#### Pointing dataset records:

--------------------------------

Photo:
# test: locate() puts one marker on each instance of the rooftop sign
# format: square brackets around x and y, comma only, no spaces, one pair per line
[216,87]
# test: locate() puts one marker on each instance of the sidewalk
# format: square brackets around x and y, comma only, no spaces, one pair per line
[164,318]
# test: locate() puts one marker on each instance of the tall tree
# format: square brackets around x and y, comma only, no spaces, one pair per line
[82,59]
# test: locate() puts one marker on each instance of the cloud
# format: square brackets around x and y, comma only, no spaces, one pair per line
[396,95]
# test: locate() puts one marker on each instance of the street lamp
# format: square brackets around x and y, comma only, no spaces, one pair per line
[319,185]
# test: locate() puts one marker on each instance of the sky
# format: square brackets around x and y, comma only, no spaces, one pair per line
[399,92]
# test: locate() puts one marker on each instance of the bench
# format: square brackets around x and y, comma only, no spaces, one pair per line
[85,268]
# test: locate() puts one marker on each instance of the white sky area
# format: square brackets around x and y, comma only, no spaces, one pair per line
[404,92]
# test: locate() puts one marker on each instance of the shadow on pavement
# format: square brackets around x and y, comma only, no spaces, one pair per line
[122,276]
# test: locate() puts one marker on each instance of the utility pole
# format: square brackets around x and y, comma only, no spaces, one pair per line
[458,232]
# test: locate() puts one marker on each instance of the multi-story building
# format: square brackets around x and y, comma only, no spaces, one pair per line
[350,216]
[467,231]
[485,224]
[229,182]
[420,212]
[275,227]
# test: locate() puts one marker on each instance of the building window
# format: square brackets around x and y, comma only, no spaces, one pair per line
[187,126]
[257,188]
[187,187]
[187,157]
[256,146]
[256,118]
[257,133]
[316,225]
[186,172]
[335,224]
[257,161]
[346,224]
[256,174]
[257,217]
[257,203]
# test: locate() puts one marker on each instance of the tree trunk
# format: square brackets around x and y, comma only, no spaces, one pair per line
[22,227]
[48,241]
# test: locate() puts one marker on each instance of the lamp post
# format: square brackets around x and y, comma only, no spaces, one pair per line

--------------------------------

#### EXERCISE OBJECTIVE:
Copy the lines word for word, from the line containing "the lamp post" through the end of the records.

#### SOLUTION TO THIS PROBLEM:
# test: locate() puts one marker on each instance of the lamp post
# format: square brackets around x and y, comma only, no spaces, one pair per line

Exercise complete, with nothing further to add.